- [CHALLENGE A]:
Can you rewrite the abstract on domain decomposition solvers, starting at "First, the long-standing" and ending at "even larger problems.", with "hanging nodes" changed to "irregular nodes"?

- [DOCUMENT EXTRACT]:
+ + +

Domain Decomposition Solvers for Electro-Magnetic and Multi-Physics Problems
In this talk, we will discuss the development of robust and efficient
solvers for the Time-Harmonic Maxwell’s (THM) equations and
Fluid-Structure interaction (FSI) problems. A particular focus is on
algorithmic concepts and sustainable software development to ensure ease
of use. To achieve this, a deal.II-FROSch interface was developed, which
is based on the newly developed Tpetra-based interface to Trilinos, that
was added to deal.II. This combines the ease-of-use from deal.II with
the power of algebraic preconditioners available through FROSch.
First, the long-standing sign conflict problem in the presence of
hanging nodes for Nédélec elements is addressed, and the solution is
presented along with pseudo-code examples and an actual implementation
in deal.II. The support for hanging nodes enables adaptive grid
refinement, which allows the solution of even larger problems.
Second, to test the deal.II-FROSch interface, the FSI problem is
considered on a series of benchmark problems. For the description of the
FSI problem, we consider a monolithic formulation, and to solve the
linear equation system that arises from the finite element
discretization, after linearization and time discretization, a GMRES
solver along with a two-level restricted additive Schwarz preconditioner
is employed.
Third, for solving THM equations, the deal.II-FROSch interface is
extended by the implementation of an optimized restricted additive
Schwarz (ORAS) preconditioner. A benchmark problem for the THM equations
is proposed to validate the ORAS preconditioner, where the numerical
methods are validated against analytical solutions obtained from Mie’s
scattering theory.

+ + +

- [EXCERPTED DATA]:

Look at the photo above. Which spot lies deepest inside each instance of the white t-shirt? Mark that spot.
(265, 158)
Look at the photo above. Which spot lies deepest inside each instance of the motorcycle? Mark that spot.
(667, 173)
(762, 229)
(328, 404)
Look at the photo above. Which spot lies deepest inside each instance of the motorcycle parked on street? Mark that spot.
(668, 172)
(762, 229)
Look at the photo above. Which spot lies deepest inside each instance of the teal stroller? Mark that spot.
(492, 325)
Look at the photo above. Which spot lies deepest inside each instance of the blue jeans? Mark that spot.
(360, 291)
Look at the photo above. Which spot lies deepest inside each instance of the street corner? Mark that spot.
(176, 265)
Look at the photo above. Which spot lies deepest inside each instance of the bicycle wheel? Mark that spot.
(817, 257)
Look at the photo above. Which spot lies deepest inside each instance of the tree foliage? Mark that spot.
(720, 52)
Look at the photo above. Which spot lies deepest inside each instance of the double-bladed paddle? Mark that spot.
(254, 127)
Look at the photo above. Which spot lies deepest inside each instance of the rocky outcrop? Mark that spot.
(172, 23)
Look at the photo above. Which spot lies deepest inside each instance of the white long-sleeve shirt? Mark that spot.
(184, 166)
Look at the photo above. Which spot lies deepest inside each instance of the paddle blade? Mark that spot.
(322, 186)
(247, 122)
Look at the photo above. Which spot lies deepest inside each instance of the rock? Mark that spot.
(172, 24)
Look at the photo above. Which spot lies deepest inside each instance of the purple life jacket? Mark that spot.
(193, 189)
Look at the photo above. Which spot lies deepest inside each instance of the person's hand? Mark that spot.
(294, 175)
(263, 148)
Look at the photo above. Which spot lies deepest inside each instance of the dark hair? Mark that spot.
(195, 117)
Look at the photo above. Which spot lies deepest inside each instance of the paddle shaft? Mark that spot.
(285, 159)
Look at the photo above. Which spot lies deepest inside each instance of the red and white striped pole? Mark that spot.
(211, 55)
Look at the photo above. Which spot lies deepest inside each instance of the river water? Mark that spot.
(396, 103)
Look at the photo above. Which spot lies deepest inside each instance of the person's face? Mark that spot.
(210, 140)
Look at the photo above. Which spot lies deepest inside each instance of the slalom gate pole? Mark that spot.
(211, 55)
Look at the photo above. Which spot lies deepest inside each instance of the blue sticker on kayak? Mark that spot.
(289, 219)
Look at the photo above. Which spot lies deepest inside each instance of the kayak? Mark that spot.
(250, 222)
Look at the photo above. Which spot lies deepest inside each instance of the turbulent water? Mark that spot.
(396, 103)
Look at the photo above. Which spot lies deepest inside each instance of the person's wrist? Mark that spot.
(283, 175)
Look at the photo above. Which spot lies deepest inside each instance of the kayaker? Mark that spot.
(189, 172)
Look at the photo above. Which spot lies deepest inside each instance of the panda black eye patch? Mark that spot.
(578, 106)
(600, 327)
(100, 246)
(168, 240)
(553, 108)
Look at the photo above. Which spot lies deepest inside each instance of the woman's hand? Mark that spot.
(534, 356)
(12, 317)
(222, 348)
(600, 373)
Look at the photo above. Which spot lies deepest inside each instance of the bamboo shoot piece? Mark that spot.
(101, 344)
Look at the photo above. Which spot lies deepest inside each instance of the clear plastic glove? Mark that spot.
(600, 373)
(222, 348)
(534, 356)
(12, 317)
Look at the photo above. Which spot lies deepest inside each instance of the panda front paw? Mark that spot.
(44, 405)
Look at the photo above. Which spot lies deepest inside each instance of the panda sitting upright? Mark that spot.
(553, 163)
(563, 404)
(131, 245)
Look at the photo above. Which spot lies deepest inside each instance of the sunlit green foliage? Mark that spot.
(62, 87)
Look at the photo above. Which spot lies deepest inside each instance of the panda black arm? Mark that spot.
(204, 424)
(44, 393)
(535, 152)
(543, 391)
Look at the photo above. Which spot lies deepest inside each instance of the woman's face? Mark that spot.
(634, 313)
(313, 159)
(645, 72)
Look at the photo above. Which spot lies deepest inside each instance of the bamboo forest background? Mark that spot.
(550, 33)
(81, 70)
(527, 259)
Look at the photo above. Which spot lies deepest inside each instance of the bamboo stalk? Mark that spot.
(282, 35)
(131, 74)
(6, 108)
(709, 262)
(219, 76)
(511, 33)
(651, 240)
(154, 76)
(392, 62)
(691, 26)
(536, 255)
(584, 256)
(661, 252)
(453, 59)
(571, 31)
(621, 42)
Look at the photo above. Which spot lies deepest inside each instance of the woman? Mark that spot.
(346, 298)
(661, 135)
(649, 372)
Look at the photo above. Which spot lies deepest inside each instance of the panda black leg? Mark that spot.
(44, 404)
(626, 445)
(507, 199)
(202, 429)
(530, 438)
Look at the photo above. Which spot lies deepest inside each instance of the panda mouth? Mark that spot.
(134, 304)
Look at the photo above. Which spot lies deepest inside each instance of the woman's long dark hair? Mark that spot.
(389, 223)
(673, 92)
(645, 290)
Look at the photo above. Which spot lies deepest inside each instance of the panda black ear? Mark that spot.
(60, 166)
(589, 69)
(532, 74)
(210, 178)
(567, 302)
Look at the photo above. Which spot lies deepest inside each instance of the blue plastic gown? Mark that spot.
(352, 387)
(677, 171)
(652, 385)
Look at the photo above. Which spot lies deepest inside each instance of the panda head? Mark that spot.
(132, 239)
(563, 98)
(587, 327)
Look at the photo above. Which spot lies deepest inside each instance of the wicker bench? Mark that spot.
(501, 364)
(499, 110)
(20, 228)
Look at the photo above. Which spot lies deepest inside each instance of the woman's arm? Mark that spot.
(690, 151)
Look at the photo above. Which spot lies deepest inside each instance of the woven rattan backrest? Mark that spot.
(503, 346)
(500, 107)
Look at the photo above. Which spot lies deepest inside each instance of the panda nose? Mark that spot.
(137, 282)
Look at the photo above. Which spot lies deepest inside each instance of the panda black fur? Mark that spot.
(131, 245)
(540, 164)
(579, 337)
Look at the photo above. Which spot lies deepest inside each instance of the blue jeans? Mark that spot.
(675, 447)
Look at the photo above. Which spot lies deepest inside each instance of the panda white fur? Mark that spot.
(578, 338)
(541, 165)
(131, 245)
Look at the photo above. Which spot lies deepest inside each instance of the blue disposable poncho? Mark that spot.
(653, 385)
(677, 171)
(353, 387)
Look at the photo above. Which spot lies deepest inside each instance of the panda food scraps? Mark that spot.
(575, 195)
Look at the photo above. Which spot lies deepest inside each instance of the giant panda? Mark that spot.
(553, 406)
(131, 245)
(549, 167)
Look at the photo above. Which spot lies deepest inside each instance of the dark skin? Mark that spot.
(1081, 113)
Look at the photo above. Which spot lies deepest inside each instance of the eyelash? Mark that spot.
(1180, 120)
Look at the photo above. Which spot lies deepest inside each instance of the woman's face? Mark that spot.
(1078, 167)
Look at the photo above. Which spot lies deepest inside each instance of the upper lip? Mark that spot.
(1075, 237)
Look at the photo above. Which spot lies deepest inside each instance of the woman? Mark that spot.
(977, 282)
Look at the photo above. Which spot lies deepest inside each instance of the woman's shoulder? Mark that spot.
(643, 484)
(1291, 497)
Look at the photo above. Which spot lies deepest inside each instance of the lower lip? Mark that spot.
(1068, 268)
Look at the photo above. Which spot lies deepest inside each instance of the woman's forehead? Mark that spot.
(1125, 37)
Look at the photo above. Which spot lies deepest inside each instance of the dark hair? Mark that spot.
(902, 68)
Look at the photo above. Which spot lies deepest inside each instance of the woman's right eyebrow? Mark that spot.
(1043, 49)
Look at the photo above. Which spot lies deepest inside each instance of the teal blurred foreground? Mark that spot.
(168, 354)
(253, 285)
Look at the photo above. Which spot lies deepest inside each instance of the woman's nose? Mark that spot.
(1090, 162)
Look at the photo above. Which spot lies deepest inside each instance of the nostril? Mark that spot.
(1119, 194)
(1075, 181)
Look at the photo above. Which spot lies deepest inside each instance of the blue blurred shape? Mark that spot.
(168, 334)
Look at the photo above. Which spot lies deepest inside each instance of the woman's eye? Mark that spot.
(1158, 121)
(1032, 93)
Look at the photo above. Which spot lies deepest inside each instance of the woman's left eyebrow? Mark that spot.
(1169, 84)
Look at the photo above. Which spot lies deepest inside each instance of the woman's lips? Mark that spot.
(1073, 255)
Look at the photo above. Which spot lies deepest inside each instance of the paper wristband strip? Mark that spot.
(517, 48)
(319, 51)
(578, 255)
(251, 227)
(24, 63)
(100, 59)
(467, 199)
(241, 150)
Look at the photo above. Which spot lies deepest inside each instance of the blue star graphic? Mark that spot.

+ + +

- [CHALLENGE B]:
Which rows contain the string "foliage"? Collect each such row in full, treating uppercase and lowercase as different.

- [FULL OUTPUT A]:
First, the long-standing sign conflict problem in the presence of
irregular nodes for Nédélec elements is addressed, and the solution is
presented along with pseudo-code examples and an actual implementation
in deal.II. The support for irregular nodes enables adaptive grid
refinement, which allows the solution of even larger problems.

- [FULL OUTPUT B]:
Look at the photo above. Which spot lies deepest inside each instance of the tree foliage? Mark that spot.
Look at the photo above. Which spot lies deepest inside each instance of the sunlit green foliage? Mark that spot.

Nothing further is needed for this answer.